Object point labels
--------------------

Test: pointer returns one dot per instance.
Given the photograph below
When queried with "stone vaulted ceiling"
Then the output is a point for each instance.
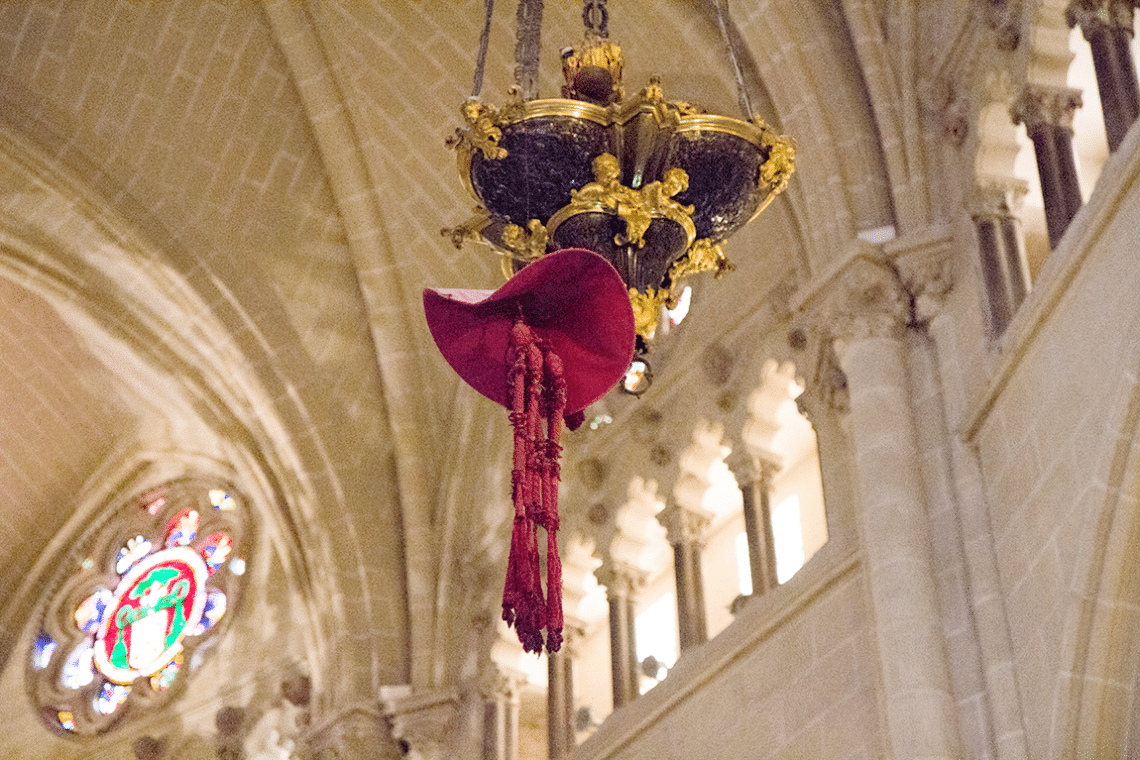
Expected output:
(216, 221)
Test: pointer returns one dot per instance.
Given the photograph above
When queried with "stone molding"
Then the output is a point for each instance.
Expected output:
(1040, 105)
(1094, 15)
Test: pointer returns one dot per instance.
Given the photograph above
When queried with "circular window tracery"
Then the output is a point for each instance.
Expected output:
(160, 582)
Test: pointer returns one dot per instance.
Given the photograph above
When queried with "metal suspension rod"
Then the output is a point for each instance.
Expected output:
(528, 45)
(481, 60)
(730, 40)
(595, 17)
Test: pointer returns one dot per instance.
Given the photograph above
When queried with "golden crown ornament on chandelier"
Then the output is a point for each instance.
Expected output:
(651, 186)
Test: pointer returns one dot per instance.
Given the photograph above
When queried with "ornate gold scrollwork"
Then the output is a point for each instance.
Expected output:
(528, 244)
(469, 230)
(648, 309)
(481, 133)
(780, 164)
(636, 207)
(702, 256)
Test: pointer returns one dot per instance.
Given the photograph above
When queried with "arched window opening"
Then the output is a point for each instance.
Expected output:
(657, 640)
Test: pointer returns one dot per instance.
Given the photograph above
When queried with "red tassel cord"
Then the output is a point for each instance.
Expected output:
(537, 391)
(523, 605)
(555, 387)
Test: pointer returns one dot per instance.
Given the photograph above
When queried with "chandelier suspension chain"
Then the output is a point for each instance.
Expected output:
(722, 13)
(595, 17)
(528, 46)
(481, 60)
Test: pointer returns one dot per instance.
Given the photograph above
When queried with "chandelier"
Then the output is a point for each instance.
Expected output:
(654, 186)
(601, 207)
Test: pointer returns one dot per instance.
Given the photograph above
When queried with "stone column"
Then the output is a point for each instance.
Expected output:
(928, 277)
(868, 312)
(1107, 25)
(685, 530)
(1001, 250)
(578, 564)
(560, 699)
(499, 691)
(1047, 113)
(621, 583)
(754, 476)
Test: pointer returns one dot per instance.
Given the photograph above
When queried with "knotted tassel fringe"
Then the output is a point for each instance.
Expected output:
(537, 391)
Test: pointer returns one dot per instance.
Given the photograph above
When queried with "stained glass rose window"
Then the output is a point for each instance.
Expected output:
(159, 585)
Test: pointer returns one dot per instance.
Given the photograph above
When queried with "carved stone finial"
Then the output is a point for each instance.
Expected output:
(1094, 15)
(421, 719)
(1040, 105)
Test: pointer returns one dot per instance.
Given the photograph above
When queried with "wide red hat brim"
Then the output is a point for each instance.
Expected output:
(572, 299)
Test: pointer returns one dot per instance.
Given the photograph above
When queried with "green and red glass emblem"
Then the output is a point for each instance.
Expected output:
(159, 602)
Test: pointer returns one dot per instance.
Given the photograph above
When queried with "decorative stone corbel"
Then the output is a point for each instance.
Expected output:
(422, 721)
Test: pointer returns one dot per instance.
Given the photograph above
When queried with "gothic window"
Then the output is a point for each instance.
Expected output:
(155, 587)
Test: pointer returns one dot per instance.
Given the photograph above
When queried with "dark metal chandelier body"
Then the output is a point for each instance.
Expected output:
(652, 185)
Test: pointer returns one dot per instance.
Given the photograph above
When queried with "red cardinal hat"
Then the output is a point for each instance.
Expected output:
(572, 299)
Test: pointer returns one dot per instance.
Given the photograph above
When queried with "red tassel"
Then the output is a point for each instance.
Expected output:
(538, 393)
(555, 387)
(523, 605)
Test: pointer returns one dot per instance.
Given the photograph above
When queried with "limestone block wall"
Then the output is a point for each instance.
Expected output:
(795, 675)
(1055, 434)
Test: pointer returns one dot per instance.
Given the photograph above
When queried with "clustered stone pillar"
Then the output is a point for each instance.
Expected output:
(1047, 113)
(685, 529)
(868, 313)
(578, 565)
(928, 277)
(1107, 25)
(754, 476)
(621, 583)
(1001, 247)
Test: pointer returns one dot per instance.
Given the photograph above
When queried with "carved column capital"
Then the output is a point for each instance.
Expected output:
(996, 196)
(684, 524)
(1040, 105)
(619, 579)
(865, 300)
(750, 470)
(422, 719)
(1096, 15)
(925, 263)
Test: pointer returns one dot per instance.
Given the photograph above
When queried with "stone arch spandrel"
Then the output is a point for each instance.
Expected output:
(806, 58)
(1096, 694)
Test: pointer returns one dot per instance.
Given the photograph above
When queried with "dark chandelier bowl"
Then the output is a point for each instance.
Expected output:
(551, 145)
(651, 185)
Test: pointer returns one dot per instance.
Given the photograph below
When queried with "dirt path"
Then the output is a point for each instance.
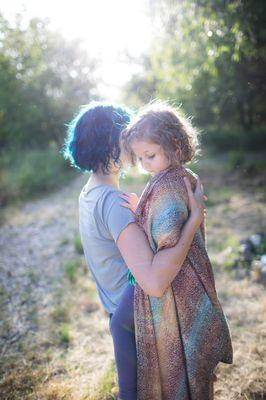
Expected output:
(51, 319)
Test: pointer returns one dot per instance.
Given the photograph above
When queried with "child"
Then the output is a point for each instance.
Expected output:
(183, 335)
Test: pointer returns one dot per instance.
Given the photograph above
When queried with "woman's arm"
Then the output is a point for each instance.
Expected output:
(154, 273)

--------------------

**Written instruction:** Output every entry exactly as given; pictures are not part of the copy.

**Answer to this exercise:**
Test: pointer returns one dot per instance.
Given the photograph below
When queried with "stone vaulted ceiling"
Then the output is a point for each instance.
Expected output:
(216, 221)
Test: pointer returns one dot per instance.
Given the photograph above
When queried with "stone molding"
Then the output is a point for each instance.
Expected output:
(1040, 105)
(1094, 15)
Test: pointer returns one dot per instance.
Given the photograph above
When queried with "circular window tracery"
Then the output is a point for each instance.
Expected output:
(160, 582)
Test: pointer returns one dot per instance.
Given the photograph above
When queried with "metal suspension rod"
Then the output is a point for each instance.
Expected output:
(528, 45)
(481, 60)
(730, 40)
(595, 17)
Test: pointer returns one dot per instance.
Given the photograph above
When queried with "golden crown ornament on chandelier"
Then the output is a point for each instance.
Expected output:
(651, 186)
Test: pointer returns one dot per instance.
Given the photograph above
When queried with "ornate gold scrollwork"
Then the output is a point for each instance.
Expected output:
(528, 244)
(469, 230)
(648, 309)
(481, 133)
(780, 164)
(636, 207)
(702, 256)
Test: pointer returns one dot per instance.
Given the photograph above
When queried with "arched window opening"
Then the output is a point for each instance.
Expected output:
(657, 640)
Test: pointer returns one dot per instance.
Given the photograph above
When queried with "red tassel cord"
Then the output is a point for each instance.
Expected output:
(537, 391)
(523, 605)
(555, 387)
Test: pointer returns one dot per instance.
Given the photograph above
When queried with "chandelier suspension chain"
Then the output is a point for each instance.
Expected output:
(722, 13)
(595, 17)
(528, 46)
(481, 60)
Test: pointer returns one dot per instance.
Given the photograph above
When queried with "chandelier"
Then the output is a point for each instance.
Expected output:
(654, 186)
(601, 207)
Test: pointer returns one dot per instance.
Given the photograph above
When queried with "stone column"
Then the output is a point for each instance.
Expected output:
(928, 277)
(868, 312)
(1107, 25)
(685, 530)
(1001, 250)
(578, 564)
(560, 699)
(499, 691)
(1047, 113)
(621, 583)
(754, 476)
Test: pointer returns one dot per instance.
Given the photograph above
When queried with "knotted tassel fringe"
Then the output is a point for each instance.
Expected output:
(537, 391)
Test: pointer returns one dot per instance.
Given the photograph above
When queried with "stained glass rose window"
Then the output is a point for each instance.
Expected output:
(159, 585)
Test: pointer returns one dot per instance.
Given the photograph above
When queried with "carved stone finial"
Then the output is a point for each instance.
Expected output:
(1094, 15)
(421, 719)
(1040, 105)
Test: pointer returns one dot per instance.
Given the photograph above
When queried with "wide red hat brim"
Then the output is a point for each instance.
Expected output:
(572, 299)
Test: pointer returns one dot per instance.
Given the photograph above
When queried with "green and red glass emblem"
Then the output is a point for each instance.
Expected output:
(159, 602)
Test: pointer returns one dot per instance.
Given the photograph above
When queried with "decorative stone corbel"
Then the output is a point for each instance.
Expected output:
(422, 721)
Test: pointer returns one dot per instance.
Given the photograph above
When queried with "gothic window"
Then the output is a point for each instance.
Expected output:
(155, 587)
Test: pointer returns one dot per instance.
Given the photograph above
When queried with "dark metal chandelier body"
Then the output is a point for each instance.
Expected output:
(652, 185)
Test: pointer returns one dot per instance.
Given the photograph above
When queried with "red cardinal hat"
Then the output is a point for each instance.
Expected output:
(572, 299)
Test: pointer returns one dot per instance.
Given the photograph above
When queried with "red tassel"
Then the output is a point for each instance.
Expected output:
(538, 393)
(555, 387)
(523, 605)
Test: pointer returns one dot per instance.
Given the photograph above
When queried with "limestone block wall"
Then the output is a point for each instance.
Expected output:
(795, 675)
(1055, 434)
Test: pointer returns one dot per instance.
Given the photograph above
When queried with "clustered stone pillar"
Then the output is a point for each instance.
Expected output:
(1047, 113)
(685, 529)
(868, 313)
(578, 565)
(928, 277)
(1107, 25)
(754, 476)
(621, 583)
(1001, 247)
Test: pointer returns one dot per instance.
Given the photograph above
When queried with "carved column capital"
Then the output is a point for each instance.
Expected output:
(996, 196)
(684, 524)
(1040, 105)
(619, 579)
(865, 300)
(750, 470)
(422, 719)
(1096, 15)
(925, 263)
Test: pointer returns one dot per instance.
Given the photograph above
When queried with "stone arch spandrel"
Then the output is a point for each instance.
Expected output:
(806, 58)
(1096, 694)
Test: pointer returns one dot per instance.
Given the photograph above
When queried with "dark chandelier bowl"
Then the output is a point for each instance.
Expected output:
(551, 145)
(651, 185)
Test: pointer returns one dot per instance.
Given the photograph below
When queried with "dirt path"
Then the output is a point for each instance.
Expected output:
(51, 319)
Test: pointer returns one dot per instance.
Given the photograph above
When queried with "child"
Then the output is a point for each instance.
Expected output:
(183, 335)
Test: pointer returns one dot per instance.
Given the photograph above
When queried with "woman's arm"
Then the output is a point for each instance.
Expected output:
(154, 273)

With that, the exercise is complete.